Extracted data entries
□ □ □ □ □
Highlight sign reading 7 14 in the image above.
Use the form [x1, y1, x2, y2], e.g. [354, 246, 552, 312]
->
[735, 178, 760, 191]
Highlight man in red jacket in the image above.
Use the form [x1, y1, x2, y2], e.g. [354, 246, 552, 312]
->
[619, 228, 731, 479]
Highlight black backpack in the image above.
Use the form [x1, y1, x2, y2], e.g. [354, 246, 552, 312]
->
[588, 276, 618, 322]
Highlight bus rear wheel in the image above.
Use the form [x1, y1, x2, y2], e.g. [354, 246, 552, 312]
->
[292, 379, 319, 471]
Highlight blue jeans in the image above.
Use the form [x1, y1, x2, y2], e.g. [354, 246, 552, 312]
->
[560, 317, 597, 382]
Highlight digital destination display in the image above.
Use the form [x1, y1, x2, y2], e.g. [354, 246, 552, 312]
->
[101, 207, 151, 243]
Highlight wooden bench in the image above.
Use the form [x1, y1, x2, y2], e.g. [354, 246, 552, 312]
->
□ □ □ □ □
> **WHAT YOU NEED TO DO**:
Exact reproduction of every entry is needed.

> **ANSWER BOX**:
Highlight sign reading 7 14 in the image above.
Use the form [x1, y1, x2, y2], e.g. [354, 246, 552, 312]
->
[735, 178, 760, 191]
Highlight man in red jacket in the image above.
Use the form [x1, y1, x2, y2], e.g. [354, 246, 552, 312]
->
[619, 228, 731, 479]
Highlight black backpack in the image above.
Use the form [x1, y1, x2, y2], e.g. [354, 246, 552, 312]
->
[588, 276, 618, 322]
Highlight bus rear wheel in the image above.
Use the form [x1, y1, x2, y2], e.g. [354, 246, 552, 312]
->
[292, 379, 319, 471]
Highlight blue jeans in the image above.
Use the form [x1, y1, x2, y2], e.g. [354, 246, 552, 312]
->
[560, 317, 597, 382]
Highlight digital destination display in the image above.
Use the form [x1, y1, x2, y2], e.g. [354, 246, 552, 312]
->
[101, 207, 151, 243]
Highlight wooden bench in the image above.
Use the form [x1, y1, x2, y2], e.g. [354, 246, 552, 312]
->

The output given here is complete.